[Records]
════════
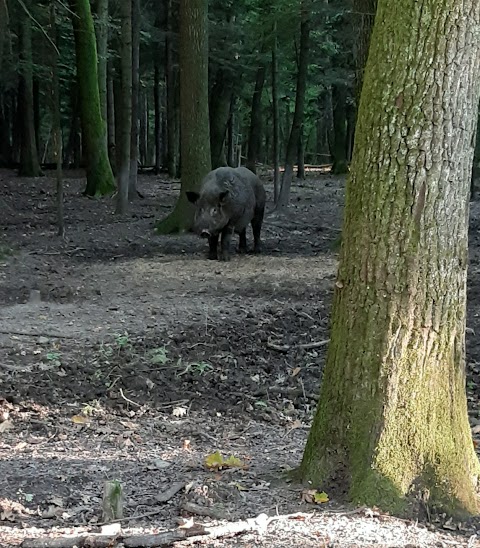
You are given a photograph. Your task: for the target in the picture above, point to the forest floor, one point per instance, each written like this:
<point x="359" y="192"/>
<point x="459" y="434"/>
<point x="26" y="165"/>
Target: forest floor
<point x="129" y="356"/>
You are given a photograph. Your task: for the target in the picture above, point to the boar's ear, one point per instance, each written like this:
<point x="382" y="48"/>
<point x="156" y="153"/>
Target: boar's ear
<point x="193" y="196"/>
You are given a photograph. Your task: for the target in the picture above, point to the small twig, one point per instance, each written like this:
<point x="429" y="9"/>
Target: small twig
<point x="44" y="32"/>
<point x="199" y="510"/>
<point x="127" y="399"/>
<point x="23" y="334"/>
<point x="286" y="347"/>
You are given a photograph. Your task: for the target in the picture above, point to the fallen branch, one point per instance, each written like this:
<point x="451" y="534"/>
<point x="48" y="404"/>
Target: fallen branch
<point x="90" y="541"/>
<point x="306" y="346"/>
<point x="214" y="513"/>
<point x="162" y="498"/>
<point x="192" y="535"/>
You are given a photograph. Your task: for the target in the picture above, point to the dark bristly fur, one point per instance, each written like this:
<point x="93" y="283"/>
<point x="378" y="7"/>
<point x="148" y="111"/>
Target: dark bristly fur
<point x="229" y="199"/>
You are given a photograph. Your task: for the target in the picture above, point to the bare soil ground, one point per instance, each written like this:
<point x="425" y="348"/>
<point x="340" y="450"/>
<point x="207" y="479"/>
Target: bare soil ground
<point x="125" y="355"/>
════════
→ **Task description**
Rewrite the data above with "photograph" changed to "image" everywhere and nothing else altered. Leave out the pictures.

→ **Reply to the task**
You are given a image. Your task: for the target in the picture above, point to the forest floor, one point per instance, each written like this:
<point x="359" y="192"/>
<point x="459" y="434"/>
<point x="26" y="165"/>
Target: forest floor
<point x="129" y="356"/>
You are given a image. Your task: for the target in the picture above, point to the boar's ear, one point per instance, each written like this:
<point x="382" y="48"/>
<point x="156" y="153"/>
Target: boar's ear
<point x="193" y="196"/>
You are given a image. Your task: for the target in the picture above, point to the small twig, one point per instance, each written like this:
<point x="429" y="9"/>
Target: small twig
<point x="44" y="32"/>
<point x="199" y="510"/>
<point x="127" y="399"/>
<point x="23" y="334"/>
<point x="286" y="347"/>
You are given a image. Your task: for the target in the picture above, point to the fallen branch, one point per instance, each written like this:
<point x="451" y="534"/>
<point x="48" y="404"/>
Target: fallen branch
<point x="90" y="541"/>
<point x="306" y="346"/>
<point x="214" y="513"/>
<point x="162" y="498"/>
<point x="192" y="535"/>
You are given a image. Your task: for the target in the picture above, point to the dark bristly fur, one point per instance, each written like this:
<point x="93" y="283"/>
<point x="378" y="7"/>
<point x="148" y="111"/>
Target: dark bristly fur
<point x="229" y="199"/>
You are given a image. Your task: for the target in the picture above, point to the bare soil ground, one point per instance, each written like this:
<point x="425" y="348"/>
<point x="340" y="450"/>
<point x="207" y="479"/>
Target: bare soil ground
<point x="125" y="355"/>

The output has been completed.